— start SELECTED PASSAGE —
1889
PORTRAIT AND BIOGRAPHICAL ALBUM OF
MORGAN AND SCOTT COUNTIES, ILLINOIS.
Chicago, Chapman Brothers
Morgan County IL
(reprinted by the Jacksonville Area Genealogical and Historical Society, 1984)




THOMAS NAYLOR fully exemplifies what can be achieved by a constant and intelligent adherence to any business. His early training was of that kind that leaves an indelible imprint of the industry, intelligence and integrity of the parents. While he was denied the privilege of an education that would serve him to gain a livelihood, he was not discouraged, but pushed steadily forward, and by his own efforts has made a place for himself on the list of those who have gained a success unaided by rank in society, or political preference. Of such men as he, is a great State constructed, and a nation made strong. All honor is due to the pioneers of this grand country for training their children in a manner so that when they take their place on the stage of action their parts may be well played.
— end SELECTED PASSAGE —
— start SUPPLIED INFORMATION —
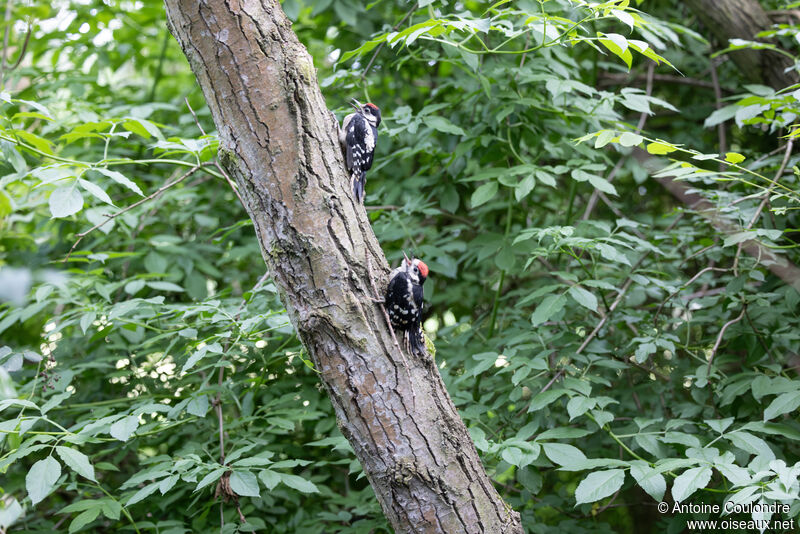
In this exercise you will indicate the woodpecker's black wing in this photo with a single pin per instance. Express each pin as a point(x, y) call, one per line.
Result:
point(401, 309)
point(370, 142)
point(356, 151)
point(417, 292)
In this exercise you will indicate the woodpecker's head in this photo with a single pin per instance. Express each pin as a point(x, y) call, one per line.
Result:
point(416, 269)
point(370, 111)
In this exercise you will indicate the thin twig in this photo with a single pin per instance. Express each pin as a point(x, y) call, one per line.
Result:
point(622, 292)
point(723, 143)
point(608, 78)
point(764, 201)
point(552, 380)
point(722, 333)
point(648, 92)
point(24, 49)
point(380, 46)
point(217, 402)
point(230, 183)
point(590, 205)
point(684, 286)
point(163, 188)
point(6, 26)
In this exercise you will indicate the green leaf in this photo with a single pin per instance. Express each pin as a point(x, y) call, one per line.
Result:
point(484, 194)
point(512, 455)
point(599, 485)
point(545, 398)
point(784, 403)
point(563, 433)
point(41, 479)
point(299, 483)
point(750, 443)
point(167, 483)
point(95, 191)
point(441, 124)
point(245, 484)
point(602, 184)
point(583, 297)
point(143, 493)
point(618, 45)
point(211, 477)
point(270, 479)
point(562, 454)
point(734, 157)
point(660, 148)
point(84, 518)
point(719, 425)
point(630, 139)
point(551, 305)
point(124, 428)
point(721, 115)
point(198, 405)
point(77, 461)
point(120, 179)
point(65, 201)
point(165, 286)
point(649, 479)
point(690, 481)
point(579, 405)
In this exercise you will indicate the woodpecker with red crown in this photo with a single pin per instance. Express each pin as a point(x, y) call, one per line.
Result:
point(358, 136)
point(404, 304)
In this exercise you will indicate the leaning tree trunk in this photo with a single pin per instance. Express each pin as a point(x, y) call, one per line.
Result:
point(279, 142)
point(743, 19)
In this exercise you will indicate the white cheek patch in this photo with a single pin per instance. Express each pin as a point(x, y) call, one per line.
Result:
point(369, 140)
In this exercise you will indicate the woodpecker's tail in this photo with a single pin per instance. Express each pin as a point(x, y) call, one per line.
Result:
point(359, 182)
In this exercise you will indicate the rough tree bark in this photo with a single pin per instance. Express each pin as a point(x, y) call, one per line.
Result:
point(278, 140)
point(743, 19)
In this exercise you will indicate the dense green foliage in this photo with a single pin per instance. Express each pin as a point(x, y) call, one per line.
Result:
point(602, 358)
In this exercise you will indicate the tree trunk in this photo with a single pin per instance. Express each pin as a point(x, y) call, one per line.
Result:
point(279, 142)
point(743, 19)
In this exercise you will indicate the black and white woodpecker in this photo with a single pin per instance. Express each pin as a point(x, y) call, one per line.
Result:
point(358, 135)
point(403, 302)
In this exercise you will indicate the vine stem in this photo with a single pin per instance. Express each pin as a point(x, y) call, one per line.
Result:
point(127, 209)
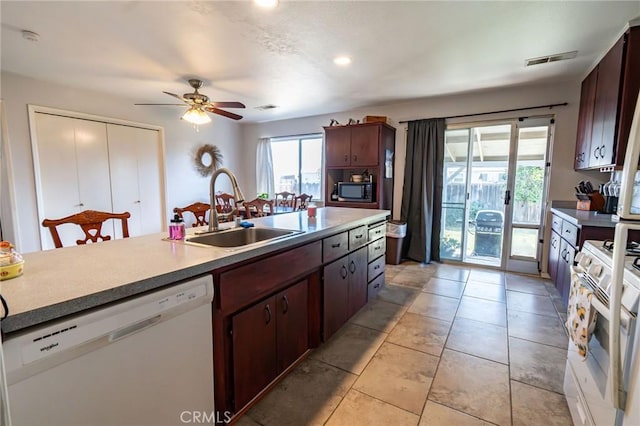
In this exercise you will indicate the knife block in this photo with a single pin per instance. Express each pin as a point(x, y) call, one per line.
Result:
point(594, 203)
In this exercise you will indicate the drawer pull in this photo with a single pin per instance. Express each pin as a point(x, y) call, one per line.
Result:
point(267, 311)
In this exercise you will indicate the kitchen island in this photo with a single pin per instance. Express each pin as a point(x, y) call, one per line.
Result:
point(273, 301)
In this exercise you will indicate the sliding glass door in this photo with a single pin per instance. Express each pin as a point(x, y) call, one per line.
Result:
point(493, 194)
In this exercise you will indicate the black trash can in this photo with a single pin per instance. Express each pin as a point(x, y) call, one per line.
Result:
point(488, 241)
point(396, 231)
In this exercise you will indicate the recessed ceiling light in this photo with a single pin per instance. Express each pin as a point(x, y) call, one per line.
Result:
— end SUPPLIED INFORMATION —
### PROBLEMS
1/ List the qualities of the parents that, according to the Thomas Naylor sketch, his early training left an indelible imprint of.
2/ Which organization reprinted the album containing the Thomas Naylor sketch, and in what year?
3/ Please repeat everything in the Thomas Naylor sketch from "THOMAS NAYLOR fully" down to "be well played.".
None of the data is needed here.

### RESULTS FOR EACH TASK
1/ Industry, intelligence, integrity

2/ The Jacksonville Area Genealogical and Historical Society reprinted it in 1984.

3/
THOMAS NAYLOR fully exemplifies what can be achieved by a constant and intelligent adherence to any business. His early training was of that kind that leaves an indelible imprint of the industry, intelligence and integrity of the parents. While he was denied the privilege of an education that would serve him to gain a livelihood, he was not discouraged, but pushed steadily forward, and by his own efforts has made a place for himself on the list of those who have gained a success unaided by rank in society, or political preference. Of such men as he, is a great State constructed, and a nation made strong. All honor is due to the pioneers of this grand country for training their children in a manner so that when they take their place on the stage of action their parts may be well played.